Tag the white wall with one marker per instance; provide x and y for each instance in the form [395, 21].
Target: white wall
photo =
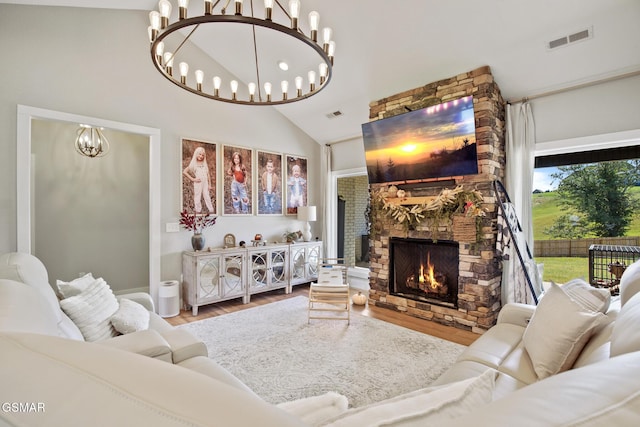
[95, 62]
[601, 109]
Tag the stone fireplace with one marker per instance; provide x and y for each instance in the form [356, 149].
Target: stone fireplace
[470, 268]
[424, 270]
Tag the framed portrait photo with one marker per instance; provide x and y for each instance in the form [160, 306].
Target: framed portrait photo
[198, 166]
[296, 183]
[237, 170]
[269, 187]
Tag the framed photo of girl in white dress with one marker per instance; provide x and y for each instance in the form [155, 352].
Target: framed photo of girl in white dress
[296, 183]
[199, 177]
[269, 183]
[237, 168]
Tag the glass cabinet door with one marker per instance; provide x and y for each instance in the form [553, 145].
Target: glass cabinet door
[278, 267]
[259, 270]
[312, 259]
[233, 275]
[209, 282]
[298, 262]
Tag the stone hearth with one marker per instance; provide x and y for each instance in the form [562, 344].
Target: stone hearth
[478, 296]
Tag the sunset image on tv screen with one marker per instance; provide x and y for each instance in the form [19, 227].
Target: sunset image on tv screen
[433, 142]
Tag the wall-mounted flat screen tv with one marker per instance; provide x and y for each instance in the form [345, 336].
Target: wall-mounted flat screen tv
[433, 142]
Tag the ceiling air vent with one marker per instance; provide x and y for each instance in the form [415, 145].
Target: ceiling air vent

▶ [Aim of the task]:
In the copy, include each line from the start of the material through the line with "Tag the stone fireplace", word for word, but none of the pictures.

▶ [Exercise solution]:
Tag the white wall with one marker per instance; provide x and y for each instance in the form [395, 21].
Target: white wall
photo =
[95, 62]
[601, 109]
Tag the stone fireplace with one marker per instance; provide x and y for each instance in the form [356, 149].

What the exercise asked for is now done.